_The task_
Copy the stretch of the records below, from the line containing "Target: iguana mouth" through the end of the records. Substitute "small stone" for "pebble" and keep everything else the same.

_Provided data_

......

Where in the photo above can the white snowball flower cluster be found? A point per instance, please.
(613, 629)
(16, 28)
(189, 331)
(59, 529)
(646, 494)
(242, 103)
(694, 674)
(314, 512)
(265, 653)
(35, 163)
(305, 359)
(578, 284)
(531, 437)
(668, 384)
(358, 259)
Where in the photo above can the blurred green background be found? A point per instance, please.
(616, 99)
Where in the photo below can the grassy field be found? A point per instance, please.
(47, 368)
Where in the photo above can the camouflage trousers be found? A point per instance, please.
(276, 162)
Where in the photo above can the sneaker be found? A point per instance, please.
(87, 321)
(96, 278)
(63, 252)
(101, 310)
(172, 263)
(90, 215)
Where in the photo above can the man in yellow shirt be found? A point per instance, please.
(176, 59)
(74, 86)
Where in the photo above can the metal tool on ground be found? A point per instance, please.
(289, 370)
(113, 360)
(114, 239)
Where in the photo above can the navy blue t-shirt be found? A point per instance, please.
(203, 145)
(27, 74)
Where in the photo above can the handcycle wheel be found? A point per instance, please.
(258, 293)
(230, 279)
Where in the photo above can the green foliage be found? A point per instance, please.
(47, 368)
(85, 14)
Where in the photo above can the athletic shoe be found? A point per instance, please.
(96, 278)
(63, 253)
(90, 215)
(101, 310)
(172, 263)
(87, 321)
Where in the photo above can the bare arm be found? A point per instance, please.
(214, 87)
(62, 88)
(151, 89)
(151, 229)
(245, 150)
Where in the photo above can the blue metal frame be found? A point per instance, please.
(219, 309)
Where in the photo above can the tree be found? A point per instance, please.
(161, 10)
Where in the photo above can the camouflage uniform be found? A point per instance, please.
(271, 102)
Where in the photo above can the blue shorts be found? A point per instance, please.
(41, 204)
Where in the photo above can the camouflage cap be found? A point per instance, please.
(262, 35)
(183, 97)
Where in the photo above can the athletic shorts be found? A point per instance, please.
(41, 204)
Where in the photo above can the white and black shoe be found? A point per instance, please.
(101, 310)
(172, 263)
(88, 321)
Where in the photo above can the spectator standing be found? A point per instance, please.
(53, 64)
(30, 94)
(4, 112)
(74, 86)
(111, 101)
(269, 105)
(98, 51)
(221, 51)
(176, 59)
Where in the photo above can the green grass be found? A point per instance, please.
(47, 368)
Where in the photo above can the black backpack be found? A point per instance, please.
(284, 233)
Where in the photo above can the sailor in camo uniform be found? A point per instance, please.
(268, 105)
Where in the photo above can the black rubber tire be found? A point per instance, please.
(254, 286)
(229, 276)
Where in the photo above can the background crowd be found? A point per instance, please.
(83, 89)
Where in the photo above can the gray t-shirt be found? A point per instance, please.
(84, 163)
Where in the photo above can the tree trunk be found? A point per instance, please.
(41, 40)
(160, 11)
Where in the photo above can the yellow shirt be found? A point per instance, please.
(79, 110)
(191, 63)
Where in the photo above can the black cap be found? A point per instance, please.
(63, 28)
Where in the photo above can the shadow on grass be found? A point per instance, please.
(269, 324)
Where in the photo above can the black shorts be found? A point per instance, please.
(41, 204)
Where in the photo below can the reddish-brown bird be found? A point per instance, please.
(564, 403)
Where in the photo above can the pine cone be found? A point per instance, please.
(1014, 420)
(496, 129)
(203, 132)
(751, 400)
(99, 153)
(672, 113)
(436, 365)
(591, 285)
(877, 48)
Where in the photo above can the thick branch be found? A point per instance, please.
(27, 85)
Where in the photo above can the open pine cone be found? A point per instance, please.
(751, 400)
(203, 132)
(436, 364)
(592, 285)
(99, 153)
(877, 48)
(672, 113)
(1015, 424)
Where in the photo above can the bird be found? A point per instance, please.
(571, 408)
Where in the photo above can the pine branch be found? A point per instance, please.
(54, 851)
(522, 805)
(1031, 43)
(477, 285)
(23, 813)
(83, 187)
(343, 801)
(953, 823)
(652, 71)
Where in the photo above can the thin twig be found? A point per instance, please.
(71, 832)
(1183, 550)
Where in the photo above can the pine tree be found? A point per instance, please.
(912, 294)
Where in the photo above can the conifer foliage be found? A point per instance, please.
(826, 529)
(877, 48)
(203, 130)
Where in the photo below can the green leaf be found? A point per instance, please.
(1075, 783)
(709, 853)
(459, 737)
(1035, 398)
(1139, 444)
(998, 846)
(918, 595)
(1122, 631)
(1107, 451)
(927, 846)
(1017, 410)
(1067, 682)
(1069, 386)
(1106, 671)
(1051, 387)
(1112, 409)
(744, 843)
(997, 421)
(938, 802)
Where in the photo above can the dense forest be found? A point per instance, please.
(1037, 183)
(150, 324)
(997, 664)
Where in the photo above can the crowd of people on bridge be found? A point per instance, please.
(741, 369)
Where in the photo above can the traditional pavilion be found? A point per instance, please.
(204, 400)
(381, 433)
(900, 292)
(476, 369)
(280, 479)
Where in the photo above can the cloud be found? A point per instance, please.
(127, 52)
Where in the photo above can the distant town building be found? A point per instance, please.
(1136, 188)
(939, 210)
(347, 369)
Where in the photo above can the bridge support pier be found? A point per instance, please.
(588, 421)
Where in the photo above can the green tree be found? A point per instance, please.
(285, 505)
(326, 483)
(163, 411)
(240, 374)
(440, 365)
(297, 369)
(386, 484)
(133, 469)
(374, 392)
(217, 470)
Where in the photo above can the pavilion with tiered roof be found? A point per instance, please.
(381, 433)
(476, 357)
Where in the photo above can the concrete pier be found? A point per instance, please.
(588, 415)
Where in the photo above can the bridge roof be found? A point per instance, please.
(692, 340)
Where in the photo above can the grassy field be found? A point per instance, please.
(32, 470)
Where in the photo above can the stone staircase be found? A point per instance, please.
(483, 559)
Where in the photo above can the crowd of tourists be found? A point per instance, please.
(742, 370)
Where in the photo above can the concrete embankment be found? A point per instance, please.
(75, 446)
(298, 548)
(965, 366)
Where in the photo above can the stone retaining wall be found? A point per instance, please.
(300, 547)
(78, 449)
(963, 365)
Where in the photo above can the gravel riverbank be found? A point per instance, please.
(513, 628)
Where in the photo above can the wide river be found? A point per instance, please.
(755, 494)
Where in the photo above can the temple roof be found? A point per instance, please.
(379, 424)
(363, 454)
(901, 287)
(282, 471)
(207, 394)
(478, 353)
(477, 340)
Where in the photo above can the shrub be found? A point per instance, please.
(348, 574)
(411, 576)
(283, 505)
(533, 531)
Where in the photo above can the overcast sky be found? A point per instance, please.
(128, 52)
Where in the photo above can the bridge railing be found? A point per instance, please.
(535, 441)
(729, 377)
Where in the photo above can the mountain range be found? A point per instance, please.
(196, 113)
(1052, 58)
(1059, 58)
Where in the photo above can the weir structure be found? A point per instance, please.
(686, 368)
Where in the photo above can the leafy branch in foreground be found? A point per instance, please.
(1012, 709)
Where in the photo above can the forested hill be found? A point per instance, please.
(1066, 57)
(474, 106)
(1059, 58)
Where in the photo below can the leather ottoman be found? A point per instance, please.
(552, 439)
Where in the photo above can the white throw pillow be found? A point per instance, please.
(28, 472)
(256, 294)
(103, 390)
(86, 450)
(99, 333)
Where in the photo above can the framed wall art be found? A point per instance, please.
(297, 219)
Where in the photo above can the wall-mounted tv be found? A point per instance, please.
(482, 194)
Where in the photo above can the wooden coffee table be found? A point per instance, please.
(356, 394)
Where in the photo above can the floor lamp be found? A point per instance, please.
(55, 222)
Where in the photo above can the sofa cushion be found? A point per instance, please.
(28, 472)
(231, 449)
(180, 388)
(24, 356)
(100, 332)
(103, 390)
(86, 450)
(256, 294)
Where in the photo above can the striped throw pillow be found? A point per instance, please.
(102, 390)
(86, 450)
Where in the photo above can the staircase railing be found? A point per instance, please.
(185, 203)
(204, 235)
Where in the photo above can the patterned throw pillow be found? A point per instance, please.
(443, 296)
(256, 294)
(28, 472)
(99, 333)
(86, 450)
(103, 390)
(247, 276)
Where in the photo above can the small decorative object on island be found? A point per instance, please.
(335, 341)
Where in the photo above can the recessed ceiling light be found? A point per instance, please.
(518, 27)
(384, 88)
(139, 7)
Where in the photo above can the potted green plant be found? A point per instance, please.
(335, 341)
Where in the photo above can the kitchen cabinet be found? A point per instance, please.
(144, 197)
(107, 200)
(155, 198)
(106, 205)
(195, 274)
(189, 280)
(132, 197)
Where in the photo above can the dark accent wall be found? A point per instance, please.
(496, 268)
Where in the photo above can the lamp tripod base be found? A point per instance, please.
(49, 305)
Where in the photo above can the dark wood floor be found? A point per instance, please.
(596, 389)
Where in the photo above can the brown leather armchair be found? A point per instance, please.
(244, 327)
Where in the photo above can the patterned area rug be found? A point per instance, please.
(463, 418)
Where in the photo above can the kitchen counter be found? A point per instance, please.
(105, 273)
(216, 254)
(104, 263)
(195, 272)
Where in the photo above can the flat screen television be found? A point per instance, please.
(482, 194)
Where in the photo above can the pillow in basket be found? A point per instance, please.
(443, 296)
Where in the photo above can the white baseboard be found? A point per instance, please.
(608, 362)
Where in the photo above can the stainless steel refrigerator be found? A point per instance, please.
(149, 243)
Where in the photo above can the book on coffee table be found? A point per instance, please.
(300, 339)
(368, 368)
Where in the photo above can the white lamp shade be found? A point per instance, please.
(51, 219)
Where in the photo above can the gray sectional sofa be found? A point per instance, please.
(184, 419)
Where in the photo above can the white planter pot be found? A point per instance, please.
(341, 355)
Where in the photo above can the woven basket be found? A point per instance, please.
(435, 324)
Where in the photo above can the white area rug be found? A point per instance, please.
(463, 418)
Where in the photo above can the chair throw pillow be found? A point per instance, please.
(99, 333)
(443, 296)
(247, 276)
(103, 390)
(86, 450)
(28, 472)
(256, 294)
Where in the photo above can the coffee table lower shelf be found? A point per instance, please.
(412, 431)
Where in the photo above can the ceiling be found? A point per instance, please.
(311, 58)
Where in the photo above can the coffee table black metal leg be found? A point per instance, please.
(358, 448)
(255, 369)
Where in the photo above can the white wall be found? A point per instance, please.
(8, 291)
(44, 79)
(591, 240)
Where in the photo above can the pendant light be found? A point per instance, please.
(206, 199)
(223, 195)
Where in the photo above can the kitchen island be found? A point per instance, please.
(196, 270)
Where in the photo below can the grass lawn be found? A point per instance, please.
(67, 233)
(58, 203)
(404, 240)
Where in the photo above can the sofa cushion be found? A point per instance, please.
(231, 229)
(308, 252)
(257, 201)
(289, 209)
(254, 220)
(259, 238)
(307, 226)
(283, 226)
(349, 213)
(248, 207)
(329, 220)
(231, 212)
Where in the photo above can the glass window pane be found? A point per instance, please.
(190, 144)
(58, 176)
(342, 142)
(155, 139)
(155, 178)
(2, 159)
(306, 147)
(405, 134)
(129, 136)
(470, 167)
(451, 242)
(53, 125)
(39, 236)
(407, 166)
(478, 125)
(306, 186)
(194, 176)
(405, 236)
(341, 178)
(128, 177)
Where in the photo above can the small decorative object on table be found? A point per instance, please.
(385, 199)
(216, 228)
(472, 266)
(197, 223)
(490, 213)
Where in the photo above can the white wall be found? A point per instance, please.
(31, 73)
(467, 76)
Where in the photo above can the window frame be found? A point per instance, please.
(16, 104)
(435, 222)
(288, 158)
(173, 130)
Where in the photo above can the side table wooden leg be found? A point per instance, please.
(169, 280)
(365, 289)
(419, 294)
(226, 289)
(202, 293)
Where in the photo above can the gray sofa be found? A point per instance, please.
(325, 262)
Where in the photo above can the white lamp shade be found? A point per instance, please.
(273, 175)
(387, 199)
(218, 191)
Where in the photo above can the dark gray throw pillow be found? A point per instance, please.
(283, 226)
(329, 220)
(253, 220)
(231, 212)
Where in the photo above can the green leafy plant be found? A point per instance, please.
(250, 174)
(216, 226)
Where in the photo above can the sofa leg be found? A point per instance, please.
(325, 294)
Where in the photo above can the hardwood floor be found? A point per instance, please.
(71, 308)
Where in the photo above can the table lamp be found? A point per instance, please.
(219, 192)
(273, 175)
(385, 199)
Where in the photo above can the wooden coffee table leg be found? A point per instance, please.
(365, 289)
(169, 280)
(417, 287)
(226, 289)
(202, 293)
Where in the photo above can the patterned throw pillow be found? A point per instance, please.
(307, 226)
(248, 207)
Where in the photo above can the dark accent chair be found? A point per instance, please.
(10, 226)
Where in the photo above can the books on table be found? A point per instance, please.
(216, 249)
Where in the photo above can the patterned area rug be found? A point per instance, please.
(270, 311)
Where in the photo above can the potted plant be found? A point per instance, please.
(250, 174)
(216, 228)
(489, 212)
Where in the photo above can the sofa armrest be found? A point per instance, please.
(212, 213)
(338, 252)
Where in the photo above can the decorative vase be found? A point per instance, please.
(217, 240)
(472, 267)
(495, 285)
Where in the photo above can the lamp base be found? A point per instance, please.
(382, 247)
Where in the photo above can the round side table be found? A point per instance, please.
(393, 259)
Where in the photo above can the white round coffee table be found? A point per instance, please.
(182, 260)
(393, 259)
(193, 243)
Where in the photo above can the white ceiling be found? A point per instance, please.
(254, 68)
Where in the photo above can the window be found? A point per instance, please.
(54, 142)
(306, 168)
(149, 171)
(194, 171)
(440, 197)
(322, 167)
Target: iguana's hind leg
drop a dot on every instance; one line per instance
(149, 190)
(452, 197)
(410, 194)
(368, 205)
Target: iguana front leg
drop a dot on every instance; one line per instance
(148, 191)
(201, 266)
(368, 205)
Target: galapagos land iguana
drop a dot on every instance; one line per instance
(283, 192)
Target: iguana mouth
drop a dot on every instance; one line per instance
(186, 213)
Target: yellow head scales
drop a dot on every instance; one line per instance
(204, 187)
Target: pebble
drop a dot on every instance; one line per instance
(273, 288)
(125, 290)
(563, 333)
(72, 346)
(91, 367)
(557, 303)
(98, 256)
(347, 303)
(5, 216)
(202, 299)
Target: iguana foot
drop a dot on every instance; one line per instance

......

_Completed exercise_
Target: iguana mouth
drop a dot on every instance; one line per instance
(186, 213)
Target: yellow head scales
drop a dot on every instance; one line per instance
(204, 187)
Target: small stone
drop a dot on every instance; one line per instance
(273, 288)
(125, 290)
(563, 333)
(72, 346)
(91, 367)
(557, 303)
(98, 256)
(347, 303)
(5, 216)
(202, 299)
Target: iguana foot
drop a dot on every instance; one line per instance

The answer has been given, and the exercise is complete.